— Start of Available records —

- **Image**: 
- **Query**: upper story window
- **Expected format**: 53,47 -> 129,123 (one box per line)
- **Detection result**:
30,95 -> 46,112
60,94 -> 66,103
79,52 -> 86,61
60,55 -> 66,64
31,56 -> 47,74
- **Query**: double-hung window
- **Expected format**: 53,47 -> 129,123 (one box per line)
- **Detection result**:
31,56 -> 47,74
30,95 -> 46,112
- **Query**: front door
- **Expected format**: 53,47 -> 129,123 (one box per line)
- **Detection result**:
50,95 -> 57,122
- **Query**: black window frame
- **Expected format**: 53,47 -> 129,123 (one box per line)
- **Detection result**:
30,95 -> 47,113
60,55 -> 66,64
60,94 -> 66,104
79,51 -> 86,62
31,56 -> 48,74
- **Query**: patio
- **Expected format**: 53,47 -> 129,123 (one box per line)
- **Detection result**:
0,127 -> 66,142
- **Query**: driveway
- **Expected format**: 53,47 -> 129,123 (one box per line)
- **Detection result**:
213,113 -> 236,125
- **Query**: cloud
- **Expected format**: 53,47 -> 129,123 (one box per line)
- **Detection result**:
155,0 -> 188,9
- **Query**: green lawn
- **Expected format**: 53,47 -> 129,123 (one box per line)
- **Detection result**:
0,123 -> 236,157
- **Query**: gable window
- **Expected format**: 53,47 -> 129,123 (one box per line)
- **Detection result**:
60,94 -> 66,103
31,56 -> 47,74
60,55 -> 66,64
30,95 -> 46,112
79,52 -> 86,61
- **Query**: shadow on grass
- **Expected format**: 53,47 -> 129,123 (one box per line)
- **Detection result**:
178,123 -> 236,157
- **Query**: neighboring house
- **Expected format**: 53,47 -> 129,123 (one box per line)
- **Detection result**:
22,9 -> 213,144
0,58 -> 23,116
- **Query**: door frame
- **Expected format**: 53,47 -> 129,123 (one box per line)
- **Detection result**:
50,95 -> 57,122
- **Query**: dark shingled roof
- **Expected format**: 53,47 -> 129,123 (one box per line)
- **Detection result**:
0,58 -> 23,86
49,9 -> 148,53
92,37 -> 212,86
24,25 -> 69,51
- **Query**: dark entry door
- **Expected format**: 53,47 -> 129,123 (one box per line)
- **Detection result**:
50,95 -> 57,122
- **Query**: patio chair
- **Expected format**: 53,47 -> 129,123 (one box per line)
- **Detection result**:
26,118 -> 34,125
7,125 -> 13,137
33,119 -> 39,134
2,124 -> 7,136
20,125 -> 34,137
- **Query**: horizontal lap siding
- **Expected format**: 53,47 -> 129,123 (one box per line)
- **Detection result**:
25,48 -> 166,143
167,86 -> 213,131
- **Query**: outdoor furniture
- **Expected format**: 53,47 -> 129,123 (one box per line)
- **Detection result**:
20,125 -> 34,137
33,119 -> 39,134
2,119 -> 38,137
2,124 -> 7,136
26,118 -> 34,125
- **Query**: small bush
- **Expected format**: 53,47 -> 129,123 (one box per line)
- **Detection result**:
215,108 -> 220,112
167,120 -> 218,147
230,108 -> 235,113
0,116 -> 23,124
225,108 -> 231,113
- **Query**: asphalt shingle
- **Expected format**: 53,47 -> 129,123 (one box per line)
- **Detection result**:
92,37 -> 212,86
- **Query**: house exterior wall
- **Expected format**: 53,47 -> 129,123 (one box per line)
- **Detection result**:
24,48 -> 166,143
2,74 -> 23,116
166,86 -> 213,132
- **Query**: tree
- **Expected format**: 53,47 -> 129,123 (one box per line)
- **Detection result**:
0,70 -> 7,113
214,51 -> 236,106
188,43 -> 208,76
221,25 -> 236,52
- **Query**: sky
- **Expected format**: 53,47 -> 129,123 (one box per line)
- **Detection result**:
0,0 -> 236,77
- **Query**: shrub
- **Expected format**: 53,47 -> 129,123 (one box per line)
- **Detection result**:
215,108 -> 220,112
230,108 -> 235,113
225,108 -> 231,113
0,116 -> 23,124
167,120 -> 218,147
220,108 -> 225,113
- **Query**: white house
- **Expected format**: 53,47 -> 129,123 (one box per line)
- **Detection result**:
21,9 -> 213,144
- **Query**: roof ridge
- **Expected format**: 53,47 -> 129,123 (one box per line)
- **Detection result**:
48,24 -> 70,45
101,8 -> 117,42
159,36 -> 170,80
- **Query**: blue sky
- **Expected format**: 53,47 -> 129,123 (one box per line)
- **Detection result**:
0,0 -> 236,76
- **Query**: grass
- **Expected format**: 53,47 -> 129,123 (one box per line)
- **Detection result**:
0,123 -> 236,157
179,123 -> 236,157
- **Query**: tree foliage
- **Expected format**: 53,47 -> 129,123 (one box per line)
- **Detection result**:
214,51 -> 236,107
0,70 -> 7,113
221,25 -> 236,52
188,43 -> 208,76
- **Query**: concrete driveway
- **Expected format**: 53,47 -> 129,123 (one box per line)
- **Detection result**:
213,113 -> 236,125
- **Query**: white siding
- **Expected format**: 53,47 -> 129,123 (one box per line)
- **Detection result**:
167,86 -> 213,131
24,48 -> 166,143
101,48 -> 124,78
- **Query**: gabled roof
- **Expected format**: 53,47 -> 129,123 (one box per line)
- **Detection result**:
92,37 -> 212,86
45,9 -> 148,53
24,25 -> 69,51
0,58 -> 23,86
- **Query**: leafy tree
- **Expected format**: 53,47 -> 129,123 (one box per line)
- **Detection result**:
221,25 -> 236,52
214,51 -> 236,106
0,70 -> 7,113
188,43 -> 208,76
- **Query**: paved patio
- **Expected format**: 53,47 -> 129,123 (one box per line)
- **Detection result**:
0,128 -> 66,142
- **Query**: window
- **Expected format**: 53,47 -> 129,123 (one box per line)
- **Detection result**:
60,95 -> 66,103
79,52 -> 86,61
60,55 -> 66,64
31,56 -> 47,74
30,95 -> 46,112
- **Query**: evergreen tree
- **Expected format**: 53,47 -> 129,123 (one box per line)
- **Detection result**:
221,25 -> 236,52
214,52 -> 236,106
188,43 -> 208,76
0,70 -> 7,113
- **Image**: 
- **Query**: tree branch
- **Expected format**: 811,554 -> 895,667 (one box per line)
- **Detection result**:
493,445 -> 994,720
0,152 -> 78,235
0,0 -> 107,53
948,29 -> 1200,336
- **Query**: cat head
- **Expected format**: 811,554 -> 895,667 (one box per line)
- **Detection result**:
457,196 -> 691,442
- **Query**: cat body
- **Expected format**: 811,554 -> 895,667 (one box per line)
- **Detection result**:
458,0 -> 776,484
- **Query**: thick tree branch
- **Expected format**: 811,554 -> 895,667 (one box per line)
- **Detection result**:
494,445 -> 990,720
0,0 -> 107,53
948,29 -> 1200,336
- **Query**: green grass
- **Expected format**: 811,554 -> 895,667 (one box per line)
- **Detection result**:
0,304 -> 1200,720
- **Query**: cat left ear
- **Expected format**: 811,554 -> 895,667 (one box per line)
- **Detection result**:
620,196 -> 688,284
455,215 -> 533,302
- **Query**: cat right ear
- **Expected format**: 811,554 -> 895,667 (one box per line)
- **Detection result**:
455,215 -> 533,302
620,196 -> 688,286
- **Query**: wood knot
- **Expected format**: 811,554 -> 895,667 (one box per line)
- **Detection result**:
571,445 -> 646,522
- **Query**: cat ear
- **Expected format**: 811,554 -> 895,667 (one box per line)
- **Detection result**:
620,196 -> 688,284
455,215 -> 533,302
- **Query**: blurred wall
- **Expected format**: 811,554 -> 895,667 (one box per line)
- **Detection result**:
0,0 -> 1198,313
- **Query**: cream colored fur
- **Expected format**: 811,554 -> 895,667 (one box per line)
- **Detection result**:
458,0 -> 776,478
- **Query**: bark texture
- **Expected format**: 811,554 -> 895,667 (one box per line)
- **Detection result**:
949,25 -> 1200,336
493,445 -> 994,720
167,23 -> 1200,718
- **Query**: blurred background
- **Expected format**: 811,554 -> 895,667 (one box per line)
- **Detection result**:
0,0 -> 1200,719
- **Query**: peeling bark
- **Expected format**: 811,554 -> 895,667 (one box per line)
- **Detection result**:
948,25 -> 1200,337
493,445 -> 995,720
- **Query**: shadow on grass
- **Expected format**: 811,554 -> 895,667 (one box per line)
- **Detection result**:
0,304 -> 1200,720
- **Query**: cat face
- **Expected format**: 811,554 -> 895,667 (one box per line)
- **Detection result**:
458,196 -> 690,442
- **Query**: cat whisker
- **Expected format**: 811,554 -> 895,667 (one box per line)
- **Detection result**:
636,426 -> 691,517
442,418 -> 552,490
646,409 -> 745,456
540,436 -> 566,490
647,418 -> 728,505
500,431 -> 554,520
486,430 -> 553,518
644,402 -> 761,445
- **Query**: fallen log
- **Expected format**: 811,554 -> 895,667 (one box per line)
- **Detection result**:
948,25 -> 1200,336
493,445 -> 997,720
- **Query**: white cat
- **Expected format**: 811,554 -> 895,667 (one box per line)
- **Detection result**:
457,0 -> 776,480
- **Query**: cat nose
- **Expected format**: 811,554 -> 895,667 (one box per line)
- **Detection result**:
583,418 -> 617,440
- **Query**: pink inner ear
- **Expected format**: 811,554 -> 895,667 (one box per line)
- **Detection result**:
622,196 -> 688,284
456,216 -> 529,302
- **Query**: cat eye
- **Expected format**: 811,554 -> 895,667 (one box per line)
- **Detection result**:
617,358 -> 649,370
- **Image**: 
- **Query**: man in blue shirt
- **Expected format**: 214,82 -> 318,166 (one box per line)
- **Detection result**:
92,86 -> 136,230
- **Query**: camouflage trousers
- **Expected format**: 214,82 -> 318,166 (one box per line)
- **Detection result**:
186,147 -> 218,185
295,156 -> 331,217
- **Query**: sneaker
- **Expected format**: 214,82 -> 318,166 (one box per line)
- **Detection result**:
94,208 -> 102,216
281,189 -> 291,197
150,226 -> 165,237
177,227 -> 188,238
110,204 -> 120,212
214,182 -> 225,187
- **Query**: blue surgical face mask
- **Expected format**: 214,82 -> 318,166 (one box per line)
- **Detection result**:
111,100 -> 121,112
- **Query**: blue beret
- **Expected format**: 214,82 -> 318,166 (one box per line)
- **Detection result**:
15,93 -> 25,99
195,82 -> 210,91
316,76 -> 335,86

— End of Available records —

Short problem: Find every line in the items that contains the word "white" and copy each one.

Reply:
- **Query**: white house
- **Query**: white siding
- **Query**: white cat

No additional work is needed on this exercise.